**Brief:** Reproduce each line of the material below word for word, changing nothing.

[Segmentation dataset excerpts]

::::

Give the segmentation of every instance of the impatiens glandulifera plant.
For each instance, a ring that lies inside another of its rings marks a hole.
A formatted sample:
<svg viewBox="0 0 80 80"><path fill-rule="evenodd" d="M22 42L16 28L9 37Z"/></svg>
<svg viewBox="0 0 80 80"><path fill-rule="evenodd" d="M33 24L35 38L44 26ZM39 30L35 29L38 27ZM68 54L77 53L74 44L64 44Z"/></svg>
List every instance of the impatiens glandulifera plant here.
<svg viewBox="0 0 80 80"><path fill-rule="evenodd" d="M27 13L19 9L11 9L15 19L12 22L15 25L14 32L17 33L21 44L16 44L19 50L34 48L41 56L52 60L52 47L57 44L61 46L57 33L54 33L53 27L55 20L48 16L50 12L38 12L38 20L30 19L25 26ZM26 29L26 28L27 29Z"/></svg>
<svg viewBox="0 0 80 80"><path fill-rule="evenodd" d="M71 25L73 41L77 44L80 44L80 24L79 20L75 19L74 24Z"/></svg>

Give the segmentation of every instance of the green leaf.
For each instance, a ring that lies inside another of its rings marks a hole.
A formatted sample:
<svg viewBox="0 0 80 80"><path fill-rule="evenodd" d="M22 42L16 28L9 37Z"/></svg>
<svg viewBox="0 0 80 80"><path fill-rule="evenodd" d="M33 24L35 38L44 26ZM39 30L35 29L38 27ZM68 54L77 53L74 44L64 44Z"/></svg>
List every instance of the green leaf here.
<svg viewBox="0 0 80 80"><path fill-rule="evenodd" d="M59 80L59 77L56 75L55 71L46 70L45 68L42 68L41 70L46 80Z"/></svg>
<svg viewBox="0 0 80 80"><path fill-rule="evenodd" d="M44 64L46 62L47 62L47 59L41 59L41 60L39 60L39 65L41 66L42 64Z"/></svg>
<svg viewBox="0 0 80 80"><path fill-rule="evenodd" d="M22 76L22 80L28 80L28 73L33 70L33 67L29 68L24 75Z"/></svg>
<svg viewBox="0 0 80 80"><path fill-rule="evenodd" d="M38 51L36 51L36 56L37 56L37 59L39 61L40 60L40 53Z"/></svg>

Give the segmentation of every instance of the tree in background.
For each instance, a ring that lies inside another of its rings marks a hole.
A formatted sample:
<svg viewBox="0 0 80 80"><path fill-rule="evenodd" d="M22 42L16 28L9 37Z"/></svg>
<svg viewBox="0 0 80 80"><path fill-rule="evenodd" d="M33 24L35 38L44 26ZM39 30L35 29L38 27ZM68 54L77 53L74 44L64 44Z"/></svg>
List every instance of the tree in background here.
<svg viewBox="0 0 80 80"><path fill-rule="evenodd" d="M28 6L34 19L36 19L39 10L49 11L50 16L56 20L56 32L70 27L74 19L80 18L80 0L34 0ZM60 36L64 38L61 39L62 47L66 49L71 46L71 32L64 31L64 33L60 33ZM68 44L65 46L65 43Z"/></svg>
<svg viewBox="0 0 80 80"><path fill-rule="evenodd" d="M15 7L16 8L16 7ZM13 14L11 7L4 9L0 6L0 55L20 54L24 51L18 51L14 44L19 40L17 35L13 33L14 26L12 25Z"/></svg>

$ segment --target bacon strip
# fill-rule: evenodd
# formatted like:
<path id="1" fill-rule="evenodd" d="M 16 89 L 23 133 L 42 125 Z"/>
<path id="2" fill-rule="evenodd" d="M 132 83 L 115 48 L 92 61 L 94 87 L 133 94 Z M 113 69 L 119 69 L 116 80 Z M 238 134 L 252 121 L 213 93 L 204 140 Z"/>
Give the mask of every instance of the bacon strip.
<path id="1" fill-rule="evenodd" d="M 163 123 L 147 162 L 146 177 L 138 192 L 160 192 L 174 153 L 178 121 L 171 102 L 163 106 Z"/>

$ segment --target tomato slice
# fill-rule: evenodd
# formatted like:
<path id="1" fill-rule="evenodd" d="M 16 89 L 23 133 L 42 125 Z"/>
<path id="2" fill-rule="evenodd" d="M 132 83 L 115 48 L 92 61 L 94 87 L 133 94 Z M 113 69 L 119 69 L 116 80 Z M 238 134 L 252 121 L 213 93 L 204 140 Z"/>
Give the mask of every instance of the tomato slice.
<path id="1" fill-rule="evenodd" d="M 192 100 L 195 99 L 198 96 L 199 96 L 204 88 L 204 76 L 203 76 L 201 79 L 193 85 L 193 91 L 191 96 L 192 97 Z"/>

::::

**Written response:**
Give the segmentation of every instance of the impatiens glandulifera plant.
For each instance, a ring that lies inside another of its rings marks a hole.
A formatted sample:
<svg viewBox="0 0 80 80"><path fill-rule="evenodd" d="M22 42L16 28L9 37Z"/></svg>
<svg viewBox="0 0 80 80"><path fill-rule="evenodd" d="M33 24L35 38L44 26ZM39 30L35 29L38 27ZM68 54L77 53L74 44L64 44Z"/></svg>
List every instance of the impatiens glandulifera plant here.
<svg viewBox="0 0 80 80"><path fill-rule="evenodd" d="M27 13L19 9L11 9L15 19L12 22L15 25L14 32L17 33L21 44L16 44L19 50L34 48L41 56L52 60L52 47L57 44L61 46L57 33L54 33L53 27L55 20L48 16L50 12L38 12L38 20L30 19L25 26ZM26 29L26 28L27 29Z"/></svg>
<svg viewBox="0 0 80 80"><path fill-rule="evenodd" d="M71 25L73 41L77 44L80 44L80 24L79 20L75 19L74 24Z"/></svg>

Give the segmentation of every instance of the green leaf.
For each instance, a ring that lies inside another of its rings marks a hole.
A formatted sample:
<svg viewBox="0 0 80 80"><path fill-rule="evenodd" d="M22 42L16 28L9 37Z"/></svg>
<svg viewBox="0 0 80 80"><path fill-rule="evenodd" d="M33 24L35 38L44 26ZM39 30L35 29L38 27ZM68 54L77 53L74 44L64 44Z"/></svg>
List every instance of the green leaf here.
<svg viewBox="0 0 80 80"><path fill-rule="evenodd" d="M59 80L59 77L56 75L55 71L46 70L45 68L42 68L41 70L46 80Z"/></svg>
<svg viewBox="0 0 80 80"><path fill-rule="evenodd" d="M44 64L46 62L47 62L47 59L41 59L41 60L39 60L39 65L41 66L42 64Z"/></svg>
<svg viewBox="0 0 80 80"><path fill-rule="evenodd" d="M22 76L22 80L28 80L28 73L33 70L33 67L29 68L24 75Z"/></svg>
<svg viewBox="0 0 80 80"><path fill-rule="evenodd" d="M38 51L36 51L36 56L37 56L37 59L39 61L40 60L40 53Z"/></svg>

Give the segmentation of every instance of the tree in background.
For each instance, a ring that lies inside another of its rings marks a hole.
A formatted sample:
<svg viewBox="0 0 80 80"><path fill-rule="evenodd" d="M22 42L16 28L9 37Z"/></svg>
<svg viewBox="0 0 80 80"><path fill-rule="evenodd" d="M33 24L35 38L44 26ZM39 30L35 29L38 27ZM68 54L77 53L74 44L64 44Z"/></svg>
List every instance of the tree in background here.
<svg viewBox="0 0 80 80"><path fill-rule="evenodd" d="M28 6L34 19L36 19L39 10L49 11L50 16L56 20L56 32L70 27L74 19L80 18L80 0L34 0ZM60 36L64 38L61 39L62 47L66 49L71 46L71 32L64 31L64 33L60 33ZM68 44L65 46L65 43Z"/></svg>
<svg viewBox="0 0 80 80"><path fill-rule="evenodd" d="M15 7L16 8L16 7ZM13 14L11 7L4 9L0 6L0 55L20 54L24 51L18 51L14 44L19 40L17 35L13 33L14 26L12 25Z"/></svg>

$ segment --target bacon strip
# fill-rule: evenodd
# formatted like:
<path id="1" fill-rule="evenodd" d="M 16 89 L 23 133 L 42 125 Z"/>
<path id="2" fill-rule="evenodd" d="M 132 83 L 115 48 L 92 61 L 94 87 L 133 94 Z M 113 69 L 119 69 L 116 80 Z M 238 134 L 252 121 L 213 93 L 204 140 Z"/>
Give the mask of every instance of the bacon strip.
<path id="1" fill-rule="evenodd" d="M 163 123 L 147 162 L 146 177 L 138 192 L 160 192 L 174 153 L 178 121 L 171 102 L 163 106 Z"/>

$ segment --target tomato slice
# fill-rule: evenodd
# formatted like:
<path id="1" fill-rule="evenodd" d="M 16 89 L 23 133 L 42 125 Z"/>
<path id="2" fill-rule="evenodd" d="M 132 83 L 115 48 L 92 61 L 94 87 L 133 94 Z M 113 69 L 119 69 L 116 80 Z M 238 134 L 252 121 L 213 93 L 204 140 Z"/>
Give the mask of every instance of the tomato slice.
<path id="1" fill-rule="evenodd" d="M 192 100 L 195 99 L 198 96 L 199 96 L 204 88 L 204 76 L 203 76 L 201 79 L 193 85 L 193 91 L 191 96 L 192 97 Z"/>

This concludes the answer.